Crisis en las relaciones

Una tercera etapa de la política exterior española con los países del Magreb podría haberse iniciado con la llegada al poder de Aznar, en marzo de 1996. El gobierno del PP empezó su mandato, como quizá no podía ser de otra forma, en una cierta línea continuista con la estrategia socialista profundizando en la política global hacia el Magreb. No es casual que la primera visita de Aznar, en calidad de presidente del gobierno al extranjero, tuviese como destino Marruecos, institucionalizando así la práctica ya iniciada por González en 1982. El cambio de partido en el gobierno no afectó de forma sustancial en un primer momento a la política de España hacia la región.

Sin embargo, desde finales de 2000, con el segundo mandato de Aznar, las relaciones hispano- marroquíes se adentrarían en uno de los periodos de mayor distanciamiento y desconexión vividos desde el inicio de la democracia en nuestro país o incluso antes cuando en los estertores del franquismo se desencadenó la Marcha Verde sobre el Sáhara.

-- Instrucciones --
1) Extrae del texto sobre las relaciones hispano-marroquíes el fragmento que empieza en "Una tercera etapa" y termina en "hacia la región.".
2) Escribe lo que sigue al texto sobre las relaciones hispano-marroquíes, a partir de su última frase.

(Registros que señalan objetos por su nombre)
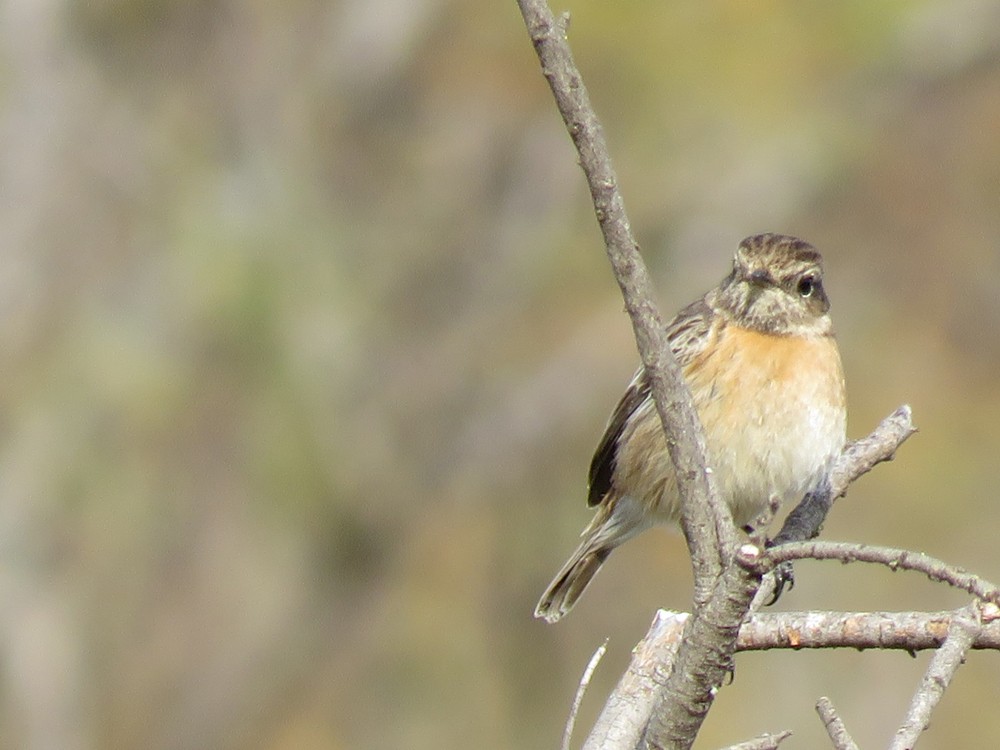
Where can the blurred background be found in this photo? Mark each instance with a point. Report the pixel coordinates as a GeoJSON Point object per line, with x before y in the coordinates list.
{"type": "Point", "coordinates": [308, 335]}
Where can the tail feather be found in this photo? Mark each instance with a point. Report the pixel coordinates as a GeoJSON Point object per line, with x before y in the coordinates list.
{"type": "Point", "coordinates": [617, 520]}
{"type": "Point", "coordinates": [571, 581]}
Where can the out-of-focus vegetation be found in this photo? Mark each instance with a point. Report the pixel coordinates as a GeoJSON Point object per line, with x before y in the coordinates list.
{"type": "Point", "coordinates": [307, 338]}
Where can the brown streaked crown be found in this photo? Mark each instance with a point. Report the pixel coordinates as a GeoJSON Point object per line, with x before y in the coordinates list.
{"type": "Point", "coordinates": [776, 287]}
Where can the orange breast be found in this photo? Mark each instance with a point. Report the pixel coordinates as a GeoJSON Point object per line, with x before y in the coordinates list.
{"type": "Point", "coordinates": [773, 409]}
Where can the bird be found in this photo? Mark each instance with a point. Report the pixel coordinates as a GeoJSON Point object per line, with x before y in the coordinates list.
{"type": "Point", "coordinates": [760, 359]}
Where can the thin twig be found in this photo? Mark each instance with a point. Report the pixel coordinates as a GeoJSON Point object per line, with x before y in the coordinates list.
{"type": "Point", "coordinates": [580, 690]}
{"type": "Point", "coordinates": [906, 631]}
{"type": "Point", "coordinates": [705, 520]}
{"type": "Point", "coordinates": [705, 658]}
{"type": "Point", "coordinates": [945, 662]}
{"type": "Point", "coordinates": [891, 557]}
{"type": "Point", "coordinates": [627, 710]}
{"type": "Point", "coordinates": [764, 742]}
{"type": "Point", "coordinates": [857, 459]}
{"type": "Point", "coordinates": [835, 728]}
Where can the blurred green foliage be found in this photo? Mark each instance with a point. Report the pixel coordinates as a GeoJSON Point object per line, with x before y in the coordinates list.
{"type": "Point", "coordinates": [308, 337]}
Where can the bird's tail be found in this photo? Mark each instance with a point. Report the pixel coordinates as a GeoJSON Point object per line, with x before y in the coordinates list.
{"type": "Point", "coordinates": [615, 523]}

-- Respuestas por tarea --
1)
Una tercera etapa de la política exterior española con los países del Magreb podría haberse iniciado con la llegada al poder de Aznar, en marzo de 1996. El gobierno del PP empezó su mandato, como quizá no podía ser de otra forma, en una cierta línea continuista con la estrategia socialista profundizando en la política global hacia el Magreb. No es casual que la primera visita de Aznar, en calidad de presidente del gobierno al extranjero, tuviese como destino Marruecos, institucionalizando así la práctica ya iniciada por González en 1982. El cambio de partido en el gobierno no afectó de forma sustancial en un primer momento a la política de España hacia la región.

2)
Aunque a lo largo de los últimos 30 años se han producido momentos de crisis e incluso de tensión, la intensidad y duración de esta última ha podido poner en riesgo el camino desarrollado en el nuevo marco de la política global. Esta crisis nos ha ofrecido una singular oportunidad para abrir una profunda reflexión a ambos lados del Estrecho sobre las relaciones entre España y Marruecos y, por elevación, entre España y el Magreb y la necesidad de un consenso de Estado al respecto con la participación de los principales partidos y actores sociales y económicos. La respuesta de los líderes de la oposición ante la retirada del embajador marroquí en octubre de 2001 fue cerrar filas en torno al gobierno. No obstante, el apoyo al ejecutivo no se debía tanto a la política hacia Marruecos desarrollada por el PP como a la decisión extrema de Marruecos de abrir un conflicto diplomático sin precedentes en sus relaciones con España.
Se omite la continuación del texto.